Ronbo 2 (partial) by Dark Black from SmartPolitics.tribe.net
When Rambo was first announced, it appeared to be a smart move that the return of Rambo coincided with America’s overwhelming struggle to win two brutal wars. Unfortunately, from an ideological context, Rambo disappoints in its clear disconnect from the current geopolitical environment that is of relevance to US audiences.
Nevertheless, Rambo is an important movie because it brings to a closure the franchise’s discourse on the American experience in Vietnam, arguably one of the most important features of the saga of Rambo. Indeed, the book and subsequent films ultimately capitalize on the sentiments of a nation that was defeated in a difficult war that nobody understood. However, perhaps because of the many historical and cultural complexities associated to the Vietnam War, such discourse has not been consistent, but contradictory and paradoxical.
As First Blood begins, Rambo is presented as a veteran trying to heal the trauma of the war. Rambo returns home to find a nation oblivious to his emotional and psychological aches. He is confronted with ordinary American citizens who do not appreciate his sacrifice, and fail to understand his pain and suffering. At this point, First Blood is not that different from other Nam Veteran flicks of the 1970s such as The Deer Hunter (Michael Cimino, 1978), Coming Home (Hal Ashby, 1978), and Apocalypse Now (Francis Ford Coppola, 1979).

- - -

» GIVEN INSTRUCTION 1:
Could you return, word for word, the part of the Rambo essay that begins at the words "Ronbo 2 (partial)" and stops after "to US audiences."?
» GIVEN INSTRUCTION 2:
Can you write the next part of the Rambo essay, starting after its last sentence?

» DATASET ROWS:

- - -

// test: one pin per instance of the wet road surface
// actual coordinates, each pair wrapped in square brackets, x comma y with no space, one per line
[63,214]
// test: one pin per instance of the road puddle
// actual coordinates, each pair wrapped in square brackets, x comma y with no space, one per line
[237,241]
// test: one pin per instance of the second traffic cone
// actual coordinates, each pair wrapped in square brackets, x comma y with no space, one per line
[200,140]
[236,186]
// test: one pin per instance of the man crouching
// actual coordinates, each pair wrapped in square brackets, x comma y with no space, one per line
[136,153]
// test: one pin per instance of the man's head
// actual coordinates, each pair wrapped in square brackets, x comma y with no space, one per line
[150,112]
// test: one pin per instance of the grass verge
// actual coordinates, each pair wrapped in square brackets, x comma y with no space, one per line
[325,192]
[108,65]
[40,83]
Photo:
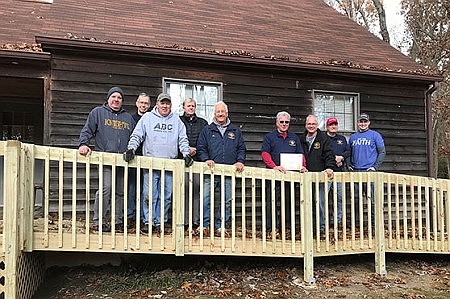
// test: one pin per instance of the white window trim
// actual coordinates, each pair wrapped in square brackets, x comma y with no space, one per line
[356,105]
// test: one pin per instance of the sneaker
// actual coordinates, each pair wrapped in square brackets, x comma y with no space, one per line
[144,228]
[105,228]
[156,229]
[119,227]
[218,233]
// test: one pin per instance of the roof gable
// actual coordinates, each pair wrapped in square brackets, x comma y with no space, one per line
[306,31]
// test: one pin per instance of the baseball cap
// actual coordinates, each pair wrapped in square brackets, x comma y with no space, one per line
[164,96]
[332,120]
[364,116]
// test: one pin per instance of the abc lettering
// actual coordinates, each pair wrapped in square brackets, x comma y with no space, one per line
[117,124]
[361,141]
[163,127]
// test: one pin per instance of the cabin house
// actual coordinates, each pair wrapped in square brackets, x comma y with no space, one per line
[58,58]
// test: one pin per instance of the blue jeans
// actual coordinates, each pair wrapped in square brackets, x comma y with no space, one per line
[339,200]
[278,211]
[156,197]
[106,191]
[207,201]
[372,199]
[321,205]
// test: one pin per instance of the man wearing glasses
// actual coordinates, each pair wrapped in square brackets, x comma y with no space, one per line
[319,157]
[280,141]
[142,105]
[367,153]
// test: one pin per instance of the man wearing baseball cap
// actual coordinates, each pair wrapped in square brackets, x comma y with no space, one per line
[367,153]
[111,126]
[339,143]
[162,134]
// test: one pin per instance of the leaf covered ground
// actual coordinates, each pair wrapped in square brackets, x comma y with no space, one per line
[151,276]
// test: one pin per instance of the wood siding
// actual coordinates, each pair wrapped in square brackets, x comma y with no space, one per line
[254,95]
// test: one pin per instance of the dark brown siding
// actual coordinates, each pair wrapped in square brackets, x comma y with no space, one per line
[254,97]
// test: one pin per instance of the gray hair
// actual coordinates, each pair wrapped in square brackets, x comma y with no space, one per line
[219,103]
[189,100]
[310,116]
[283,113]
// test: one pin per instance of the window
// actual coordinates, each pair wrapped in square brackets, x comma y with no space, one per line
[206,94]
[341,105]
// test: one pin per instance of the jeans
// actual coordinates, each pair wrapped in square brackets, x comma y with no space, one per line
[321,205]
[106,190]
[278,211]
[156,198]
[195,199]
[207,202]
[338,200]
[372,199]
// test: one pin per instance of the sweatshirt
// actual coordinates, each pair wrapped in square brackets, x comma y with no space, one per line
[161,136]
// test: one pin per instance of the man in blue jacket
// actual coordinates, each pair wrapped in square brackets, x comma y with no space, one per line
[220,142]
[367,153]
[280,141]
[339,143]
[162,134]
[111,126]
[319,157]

- - -

» RIGHT ANSWER 1:
Ronbo 2 (partial) by Dark Black from SmartPolitics.tribe.net
When Rambo was first announced, it appeared to be a smart move that the return of Rambo coincided with America’s overwhelming struggle to win two brutal wars. Unfortunately, from an ideological context, Rambo disappoints in its clear disconnect from the current geopolitical environment that is of relevance to US audiences.

» RIGHT ANSWER 2:
As the film progresses and Rambo is wronged by the abusive Teasle, Rambo returns fire on a fierce battle against America itself. As such, First Blood brings the horrors of the Vietnam War to American soil, but turns upside down the bases of the conflict. That is, the American war hero is the primitive-looking guerrilla warrior that fights an oppressive conventional army. This way, Rambo stands as an allegory for the Vietnamese soldiers, while the American authority institutions are showcased as villainous and decadent.
However, in Rambo: First Blood II the Vietnam discourse of the original is practically reversed in an attempt to rewrite history. Less grounded in real events, Rambo: First Blood II promotes an alternate reality that avoids and negates the US trauma due to the Vietnam War. This film basically reenacts the Vietnam conflict and forces America to emerge victorious. Ironically, Rambo defeats his communist enemies by using the guerrilla tactics that in real life were used by the Vietnamese to defeat the US conventional forces.
Furthermore, Rambo: First Blood II suggests that the US war machine could not have been defeated in a fair conflict. After all, the American soldiers as represented by Rambo are too strong and too noble to be beaten by such a petty country. As remarked by Rambo, treacherous US politicians and disloyal civilians were the real reason behind the American defeat in Southeast Asia. That is, Rambo: First Blood II equally condemns the authority institutions who failed to support the American soldiers, and also those who stood against the war.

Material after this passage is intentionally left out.